**ЗАДАНИЕ A:**
Ответьте на вопросы по тексту о Бадере:
(i) Сколько поверок в день устраивали немцы?
(ii) Кем был капитан Пюпке в лагере?
(iii) В какой комитет входил Дик Хоу?
**ЗАДАНИЕ B:**
Изложите содержание текста о Бадере в двух предложениях.
**ЗАДАНИЕ C:**
Пожалуйста, перепишите абзац текста о Бадере, начинающийся словами «Потом он имел долгую и безрадостную беседу», в виде списка, сохранив основные факты.

**ТЕКСТ ДЛЯ ЧТЕНИЯ:**
--- --- ---

Через 2 дня у Бадера произошла первая стычка с немцами, которые устраивали по две поверки в день. Он сказал коменданту лагеря капитану Пюпке, что не намерен проводить день, бегая по лестницам вверх и вниз. Он заявил это так твердо, что Пюпке согласился позволить ему просто показываться в окне, чтобы его видели. Пюпке был симпатичным пожилым офицером и одним из тех немногих немцев, с которыми Бадер ладил.
Потом он имел долгую и безрадостную беседу с Джорджем Янгом и решительным капитаном-танкистом Диком Хоу, который входил в «Комитет X». Хоу был прекрасным и изобретательным организатором побегов. Хоу сразу отметил, что Кольдиц — необычный лагерь. Каждый человек в нем не раз пытался бежать, постоянно испытывались самые различные схемы, но… Но даже самые сильные физически и свободно говорящие по-немецки не добились успеха. После этого Бадер решил немного посидеть и подумать.

--- --- ---

Выдержки из данных:
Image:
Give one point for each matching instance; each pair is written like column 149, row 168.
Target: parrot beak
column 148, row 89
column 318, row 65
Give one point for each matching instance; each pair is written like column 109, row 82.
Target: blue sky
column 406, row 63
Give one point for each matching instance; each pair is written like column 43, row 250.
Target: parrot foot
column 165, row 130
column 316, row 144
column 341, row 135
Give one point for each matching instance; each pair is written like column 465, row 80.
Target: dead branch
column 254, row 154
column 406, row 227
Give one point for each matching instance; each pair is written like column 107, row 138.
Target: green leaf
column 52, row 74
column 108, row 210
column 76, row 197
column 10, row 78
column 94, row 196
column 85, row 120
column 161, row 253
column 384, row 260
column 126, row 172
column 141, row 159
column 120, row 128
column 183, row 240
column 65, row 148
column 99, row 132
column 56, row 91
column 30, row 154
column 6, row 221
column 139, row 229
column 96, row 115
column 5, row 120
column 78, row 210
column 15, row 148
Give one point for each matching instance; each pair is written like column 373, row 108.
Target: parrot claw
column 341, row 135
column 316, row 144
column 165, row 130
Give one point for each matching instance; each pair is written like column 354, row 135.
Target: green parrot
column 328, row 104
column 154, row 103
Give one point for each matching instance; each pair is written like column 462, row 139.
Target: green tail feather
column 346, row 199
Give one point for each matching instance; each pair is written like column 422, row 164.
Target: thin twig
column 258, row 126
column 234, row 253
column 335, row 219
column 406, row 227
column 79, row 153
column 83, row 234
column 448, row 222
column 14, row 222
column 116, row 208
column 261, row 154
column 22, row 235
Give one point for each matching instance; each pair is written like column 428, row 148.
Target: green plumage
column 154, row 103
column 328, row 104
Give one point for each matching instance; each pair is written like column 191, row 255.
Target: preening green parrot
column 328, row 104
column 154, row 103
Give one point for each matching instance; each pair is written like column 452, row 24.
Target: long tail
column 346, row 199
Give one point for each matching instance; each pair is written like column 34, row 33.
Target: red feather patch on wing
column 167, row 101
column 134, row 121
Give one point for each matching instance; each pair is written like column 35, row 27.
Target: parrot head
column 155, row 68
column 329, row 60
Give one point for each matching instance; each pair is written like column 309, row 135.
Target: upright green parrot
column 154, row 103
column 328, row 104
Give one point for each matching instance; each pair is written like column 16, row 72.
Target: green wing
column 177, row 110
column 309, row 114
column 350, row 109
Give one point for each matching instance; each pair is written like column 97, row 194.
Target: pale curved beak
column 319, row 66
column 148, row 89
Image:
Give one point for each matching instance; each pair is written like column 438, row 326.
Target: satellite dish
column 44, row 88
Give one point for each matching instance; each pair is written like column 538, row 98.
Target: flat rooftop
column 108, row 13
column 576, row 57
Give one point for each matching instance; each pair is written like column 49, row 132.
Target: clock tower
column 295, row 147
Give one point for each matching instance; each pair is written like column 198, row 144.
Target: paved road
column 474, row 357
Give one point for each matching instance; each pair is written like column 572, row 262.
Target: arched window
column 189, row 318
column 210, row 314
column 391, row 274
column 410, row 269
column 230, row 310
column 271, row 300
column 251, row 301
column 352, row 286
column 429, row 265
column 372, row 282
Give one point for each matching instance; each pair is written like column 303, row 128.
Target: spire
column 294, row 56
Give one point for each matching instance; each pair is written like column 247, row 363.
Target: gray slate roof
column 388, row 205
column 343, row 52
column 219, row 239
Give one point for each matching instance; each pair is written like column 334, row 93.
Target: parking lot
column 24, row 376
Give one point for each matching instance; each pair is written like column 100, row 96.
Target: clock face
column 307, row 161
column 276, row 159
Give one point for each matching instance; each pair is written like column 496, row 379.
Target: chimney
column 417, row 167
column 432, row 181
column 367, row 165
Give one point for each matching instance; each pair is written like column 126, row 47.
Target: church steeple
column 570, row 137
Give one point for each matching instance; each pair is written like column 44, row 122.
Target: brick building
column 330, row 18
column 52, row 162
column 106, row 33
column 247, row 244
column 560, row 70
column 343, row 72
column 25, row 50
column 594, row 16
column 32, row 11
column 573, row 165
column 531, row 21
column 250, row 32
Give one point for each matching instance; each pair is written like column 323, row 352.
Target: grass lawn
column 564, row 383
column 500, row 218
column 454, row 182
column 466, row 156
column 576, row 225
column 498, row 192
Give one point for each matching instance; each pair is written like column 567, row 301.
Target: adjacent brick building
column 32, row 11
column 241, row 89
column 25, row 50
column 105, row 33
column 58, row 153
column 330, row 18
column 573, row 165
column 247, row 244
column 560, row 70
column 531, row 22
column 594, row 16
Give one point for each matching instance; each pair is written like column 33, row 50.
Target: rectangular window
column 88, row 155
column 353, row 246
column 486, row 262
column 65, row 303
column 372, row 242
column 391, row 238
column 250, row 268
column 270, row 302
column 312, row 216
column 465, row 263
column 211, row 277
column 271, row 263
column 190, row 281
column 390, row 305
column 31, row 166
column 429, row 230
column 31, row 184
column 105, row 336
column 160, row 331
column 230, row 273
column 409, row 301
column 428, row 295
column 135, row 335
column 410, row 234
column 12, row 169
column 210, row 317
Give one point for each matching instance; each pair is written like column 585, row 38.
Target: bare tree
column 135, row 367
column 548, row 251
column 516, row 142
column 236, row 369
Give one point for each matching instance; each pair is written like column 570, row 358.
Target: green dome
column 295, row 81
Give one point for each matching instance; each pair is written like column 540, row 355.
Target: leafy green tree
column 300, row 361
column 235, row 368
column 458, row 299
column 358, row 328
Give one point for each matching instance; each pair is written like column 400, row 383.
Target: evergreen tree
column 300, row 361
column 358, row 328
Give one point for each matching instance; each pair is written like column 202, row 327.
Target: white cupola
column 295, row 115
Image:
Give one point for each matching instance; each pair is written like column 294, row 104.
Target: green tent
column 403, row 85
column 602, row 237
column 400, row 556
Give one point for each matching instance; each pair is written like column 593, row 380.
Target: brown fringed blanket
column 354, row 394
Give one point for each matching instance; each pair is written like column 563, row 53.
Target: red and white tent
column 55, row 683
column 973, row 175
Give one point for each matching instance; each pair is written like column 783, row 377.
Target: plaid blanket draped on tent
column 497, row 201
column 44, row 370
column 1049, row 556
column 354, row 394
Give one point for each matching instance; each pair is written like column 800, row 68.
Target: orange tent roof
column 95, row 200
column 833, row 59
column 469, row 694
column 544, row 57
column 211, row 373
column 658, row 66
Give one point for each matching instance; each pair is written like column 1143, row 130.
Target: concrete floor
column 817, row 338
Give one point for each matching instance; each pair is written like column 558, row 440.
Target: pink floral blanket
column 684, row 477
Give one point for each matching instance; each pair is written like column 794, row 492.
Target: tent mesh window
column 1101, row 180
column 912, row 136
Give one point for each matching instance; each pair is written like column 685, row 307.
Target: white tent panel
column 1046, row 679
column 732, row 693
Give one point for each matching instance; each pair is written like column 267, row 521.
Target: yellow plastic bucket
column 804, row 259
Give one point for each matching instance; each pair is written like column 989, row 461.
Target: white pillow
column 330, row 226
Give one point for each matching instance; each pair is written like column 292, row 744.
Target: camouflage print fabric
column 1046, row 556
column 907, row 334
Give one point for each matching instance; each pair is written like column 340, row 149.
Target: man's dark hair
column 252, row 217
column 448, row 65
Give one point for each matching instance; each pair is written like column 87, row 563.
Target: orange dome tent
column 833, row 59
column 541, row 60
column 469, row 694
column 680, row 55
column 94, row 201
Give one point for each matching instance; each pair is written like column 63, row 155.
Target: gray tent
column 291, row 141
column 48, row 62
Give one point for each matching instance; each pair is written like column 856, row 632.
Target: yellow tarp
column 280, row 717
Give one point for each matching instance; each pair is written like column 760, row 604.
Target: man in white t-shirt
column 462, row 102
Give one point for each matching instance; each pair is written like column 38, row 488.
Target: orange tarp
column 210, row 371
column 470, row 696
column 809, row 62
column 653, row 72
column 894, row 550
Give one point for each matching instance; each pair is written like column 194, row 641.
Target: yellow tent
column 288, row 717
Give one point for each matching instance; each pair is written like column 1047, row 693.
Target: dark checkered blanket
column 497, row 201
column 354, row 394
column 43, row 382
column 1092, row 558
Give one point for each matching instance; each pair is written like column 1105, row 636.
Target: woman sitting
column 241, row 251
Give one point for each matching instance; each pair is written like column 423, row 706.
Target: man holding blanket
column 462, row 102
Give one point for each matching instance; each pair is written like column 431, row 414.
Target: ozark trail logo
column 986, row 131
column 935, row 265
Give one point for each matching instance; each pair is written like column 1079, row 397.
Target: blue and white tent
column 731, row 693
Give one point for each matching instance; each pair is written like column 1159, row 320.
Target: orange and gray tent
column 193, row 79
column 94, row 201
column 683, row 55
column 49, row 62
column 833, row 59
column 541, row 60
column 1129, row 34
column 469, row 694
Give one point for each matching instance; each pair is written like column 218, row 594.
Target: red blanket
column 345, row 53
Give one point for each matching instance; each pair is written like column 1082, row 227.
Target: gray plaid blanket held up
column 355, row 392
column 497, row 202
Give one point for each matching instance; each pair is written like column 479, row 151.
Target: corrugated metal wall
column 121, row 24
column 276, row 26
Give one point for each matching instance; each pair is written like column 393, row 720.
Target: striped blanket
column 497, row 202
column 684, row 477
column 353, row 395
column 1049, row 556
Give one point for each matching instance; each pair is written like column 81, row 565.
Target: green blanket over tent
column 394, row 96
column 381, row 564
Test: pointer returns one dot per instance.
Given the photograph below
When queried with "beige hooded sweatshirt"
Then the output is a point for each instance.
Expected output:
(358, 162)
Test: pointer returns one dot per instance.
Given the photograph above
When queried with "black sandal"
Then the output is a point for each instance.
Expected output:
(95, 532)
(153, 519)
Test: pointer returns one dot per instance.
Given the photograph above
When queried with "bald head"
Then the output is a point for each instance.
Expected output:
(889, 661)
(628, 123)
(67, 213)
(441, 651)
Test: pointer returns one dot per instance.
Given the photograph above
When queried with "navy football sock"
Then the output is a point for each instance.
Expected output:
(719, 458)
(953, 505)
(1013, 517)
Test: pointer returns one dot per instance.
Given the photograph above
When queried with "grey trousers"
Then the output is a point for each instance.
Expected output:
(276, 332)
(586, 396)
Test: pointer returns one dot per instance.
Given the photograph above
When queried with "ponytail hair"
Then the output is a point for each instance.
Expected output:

--- --- ---

**ОТВЕТ A:**
(i) Две поверки в день.
(ii) Комендантом лагеря.
(iii) В «Комитет X».

**ОТВЕТ B:**
Бадер настоял, чтобы комендант лагеря капитан Пюпке позволил ему не бегать на поверки, а просто показываться в окне. Затем капитан-танкист Дик Хоу из «Комитета X» отметил, что в Кольдице побеги не удавались даже самым сильным и свободно говорящим по-немецки, и Бадер решил немного посидеть и подумать.

**ОТВЕТ C:**
- Бадер долго и безрадостно беседовал с Джорджем Янгом и капитаном-танкистом Диком Хоу, членом «Комитета X».
- Хоу был прекрасным и изобретательным организатором побегов.
- Хоу отметил, что Кольдиц — необычный лагерь: каждый в нем не раз пытался бежать, постоянно испытывались самые различные схемы.
- Успеха не добились даже самые сильные физически и свободно говорящие по-немецки.
- После этого Бадер решил немного посидеть и подумать.